**WORK TASK**
Below is a block of records. Copy every line in it that contains the word "tire".

____ INFORMATION SHOWN

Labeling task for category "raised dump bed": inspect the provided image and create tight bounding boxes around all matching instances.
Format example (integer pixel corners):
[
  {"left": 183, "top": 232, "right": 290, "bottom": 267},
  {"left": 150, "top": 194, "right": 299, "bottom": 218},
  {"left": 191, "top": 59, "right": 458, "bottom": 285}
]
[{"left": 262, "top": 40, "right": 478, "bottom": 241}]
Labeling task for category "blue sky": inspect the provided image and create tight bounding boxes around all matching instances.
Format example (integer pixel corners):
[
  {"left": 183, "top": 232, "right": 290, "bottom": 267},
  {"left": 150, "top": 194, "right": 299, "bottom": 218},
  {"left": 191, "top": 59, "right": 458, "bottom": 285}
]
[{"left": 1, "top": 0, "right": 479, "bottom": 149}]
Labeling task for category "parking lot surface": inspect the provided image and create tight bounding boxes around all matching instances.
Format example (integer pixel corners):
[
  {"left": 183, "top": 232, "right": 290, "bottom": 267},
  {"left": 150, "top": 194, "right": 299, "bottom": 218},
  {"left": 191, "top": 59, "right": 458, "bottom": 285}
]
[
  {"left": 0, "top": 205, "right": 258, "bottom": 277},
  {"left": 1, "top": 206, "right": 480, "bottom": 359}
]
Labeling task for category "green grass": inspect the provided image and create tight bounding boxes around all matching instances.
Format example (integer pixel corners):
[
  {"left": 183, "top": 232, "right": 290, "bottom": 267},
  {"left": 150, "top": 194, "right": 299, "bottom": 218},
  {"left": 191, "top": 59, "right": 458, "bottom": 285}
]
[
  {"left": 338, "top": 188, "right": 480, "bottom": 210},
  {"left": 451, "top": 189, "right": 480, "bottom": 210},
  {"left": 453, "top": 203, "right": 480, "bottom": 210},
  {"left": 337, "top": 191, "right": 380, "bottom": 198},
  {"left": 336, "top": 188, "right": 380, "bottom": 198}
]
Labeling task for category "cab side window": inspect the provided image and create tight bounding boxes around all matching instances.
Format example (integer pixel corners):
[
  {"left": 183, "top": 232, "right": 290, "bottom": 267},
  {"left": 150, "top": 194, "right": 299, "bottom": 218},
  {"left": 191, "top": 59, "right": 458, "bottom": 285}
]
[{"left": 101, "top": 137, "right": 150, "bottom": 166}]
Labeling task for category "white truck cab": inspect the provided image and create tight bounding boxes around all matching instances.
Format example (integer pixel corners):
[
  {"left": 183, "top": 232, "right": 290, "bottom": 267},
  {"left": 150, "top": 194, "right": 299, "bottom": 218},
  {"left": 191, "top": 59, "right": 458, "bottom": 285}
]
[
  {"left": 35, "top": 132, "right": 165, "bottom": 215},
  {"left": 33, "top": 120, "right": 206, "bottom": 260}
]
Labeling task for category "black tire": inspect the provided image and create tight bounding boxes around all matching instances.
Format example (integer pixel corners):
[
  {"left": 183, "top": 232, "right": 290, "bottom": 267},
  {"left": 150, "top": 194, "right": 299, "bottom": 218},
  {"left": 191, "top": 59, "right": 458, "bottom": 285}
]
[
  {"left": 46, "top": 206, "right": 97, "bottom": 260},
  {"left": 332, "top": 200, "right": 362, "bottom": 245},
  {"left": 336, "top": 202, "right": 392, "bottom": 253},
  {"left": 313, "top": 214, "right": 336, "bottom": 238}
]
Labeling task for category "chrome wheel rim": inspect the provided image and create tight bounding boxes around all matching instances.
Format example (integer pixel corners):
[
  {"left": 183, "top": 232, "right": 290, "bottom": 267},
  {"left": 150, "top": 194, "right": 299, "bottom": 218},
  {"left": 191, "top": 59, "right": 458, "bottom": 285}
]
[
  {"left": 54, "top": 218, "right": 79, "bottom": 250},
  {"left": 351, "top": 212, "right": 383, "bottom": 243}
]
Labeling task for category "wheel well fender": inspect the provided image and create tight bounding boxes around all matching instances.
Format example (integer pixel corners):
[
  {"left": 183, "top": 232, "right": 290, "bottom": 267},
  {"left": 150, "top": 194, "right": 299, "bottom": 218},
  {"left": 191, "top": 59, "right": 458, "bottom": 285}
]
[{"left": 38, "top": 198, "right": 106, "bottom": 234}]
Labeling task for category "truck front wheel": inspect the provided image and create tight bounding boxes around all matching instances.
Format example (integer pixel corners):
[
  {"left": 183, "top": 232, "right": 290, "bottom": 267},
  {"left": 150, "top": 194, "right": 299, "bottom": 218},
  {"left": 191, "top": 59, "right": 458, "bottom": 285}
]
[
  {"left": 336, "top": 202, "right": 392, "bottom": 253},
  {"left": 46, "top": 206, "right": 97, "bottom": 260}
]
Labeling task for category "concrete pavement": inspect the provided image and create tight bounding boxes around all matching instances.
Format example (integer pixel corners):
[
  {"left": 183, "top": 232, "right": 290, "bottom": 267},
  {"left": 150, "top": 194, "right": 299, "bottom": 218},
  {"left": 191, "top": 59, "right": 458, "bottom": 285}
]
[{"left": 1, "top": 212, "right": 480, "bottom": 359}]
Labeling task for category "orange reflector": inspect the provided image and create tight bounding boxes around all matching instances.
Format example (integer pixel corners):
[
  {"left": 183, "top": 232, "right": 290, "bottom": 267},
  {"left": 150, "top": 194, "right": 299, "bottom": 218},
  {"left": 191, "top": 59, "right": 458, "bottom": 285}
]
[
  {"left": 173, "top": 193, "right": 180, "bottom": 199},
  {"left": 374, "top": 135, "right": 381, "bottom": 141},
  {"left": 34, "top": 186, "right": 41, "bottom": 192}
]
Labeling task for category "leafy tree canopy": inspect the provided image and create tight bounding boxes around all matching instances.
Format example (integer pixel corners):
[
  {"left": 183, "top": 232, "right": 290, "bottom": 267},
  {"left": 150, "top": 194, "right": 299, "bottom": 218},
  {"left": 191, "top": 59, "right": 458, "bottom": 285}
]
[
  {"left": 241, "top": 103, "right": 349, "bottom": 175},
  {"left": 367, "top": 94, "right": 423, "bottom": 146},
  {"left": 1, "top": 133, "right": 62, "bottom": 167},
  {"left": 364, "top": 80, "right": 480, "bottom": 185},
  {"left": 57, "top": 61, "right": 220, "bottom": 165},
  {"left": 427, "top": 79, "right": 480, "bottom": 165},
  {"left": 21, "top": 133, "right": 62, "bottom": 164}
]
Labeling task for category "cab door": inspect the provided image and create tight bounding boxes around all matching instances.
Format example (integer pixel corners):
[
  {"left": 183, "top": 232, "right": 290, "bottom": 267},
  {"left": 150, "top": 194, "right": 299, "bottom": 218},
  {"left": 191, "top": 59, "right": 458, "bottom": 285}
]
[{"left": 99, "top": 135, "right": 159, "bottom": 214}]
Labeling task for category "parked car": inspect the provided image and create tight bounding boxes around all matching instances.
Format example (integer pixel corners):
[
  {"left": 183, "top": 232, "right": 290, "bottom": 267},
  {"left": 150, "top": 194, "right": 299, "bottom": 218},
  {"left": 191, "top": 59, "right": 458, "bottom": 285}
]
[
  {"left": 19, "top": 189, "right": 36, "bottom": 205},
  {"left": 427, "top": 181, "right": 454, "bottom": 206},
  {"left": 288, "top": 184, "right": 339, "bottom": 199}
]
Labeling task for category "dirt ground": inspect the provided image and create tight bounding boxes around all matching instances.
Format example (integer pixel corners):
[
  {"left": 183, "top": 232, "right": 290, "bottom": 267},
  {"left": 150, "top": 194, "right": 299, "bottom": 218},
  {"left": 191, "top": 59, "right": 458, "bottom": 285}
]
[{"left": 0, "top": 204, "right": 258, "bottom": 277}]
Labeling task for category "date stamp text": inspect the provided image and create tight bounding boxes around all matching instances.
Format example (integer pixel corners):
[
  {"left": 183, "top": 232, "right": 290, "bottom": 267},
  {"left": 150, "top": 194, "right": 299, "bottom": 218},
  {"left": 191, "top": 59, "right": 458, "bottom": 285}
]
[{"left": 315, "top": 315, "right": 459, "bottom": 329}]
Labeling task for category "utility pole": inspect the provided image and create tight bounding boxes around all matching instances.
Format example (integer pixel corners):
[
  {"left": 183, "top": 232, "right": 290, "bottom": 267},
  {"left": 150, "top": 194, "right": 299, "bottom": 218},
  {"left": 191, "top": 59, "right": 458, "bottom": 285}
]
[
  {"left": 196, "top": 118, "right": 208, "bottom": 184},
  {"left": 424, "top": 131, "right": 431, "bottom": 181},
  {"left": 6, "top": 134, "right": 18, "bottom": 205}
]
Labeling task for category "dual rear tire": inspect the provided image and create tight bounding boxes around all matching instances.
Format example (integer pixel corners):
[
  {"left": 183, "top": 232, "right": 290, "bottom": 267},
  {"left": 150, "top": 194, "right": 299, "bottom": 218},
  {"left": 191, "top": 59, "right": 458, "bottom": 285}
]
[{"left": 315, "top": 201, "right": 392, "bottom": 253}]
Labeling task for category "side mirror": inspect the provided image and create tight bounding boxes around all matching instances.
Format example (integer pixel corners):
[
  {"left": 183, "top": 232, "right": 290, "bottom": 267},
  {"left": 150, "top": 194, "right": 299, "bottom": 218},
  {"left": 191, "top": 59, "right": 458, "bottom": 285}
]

________

**TASK OUTPUT**
Labeling task for category "black tire": inspect the provided image and create tight bounding boxes around all matching instances.
Labeling task for category "dual rear tire": inspect the provided image and create tight bounding boxes around all matching instances.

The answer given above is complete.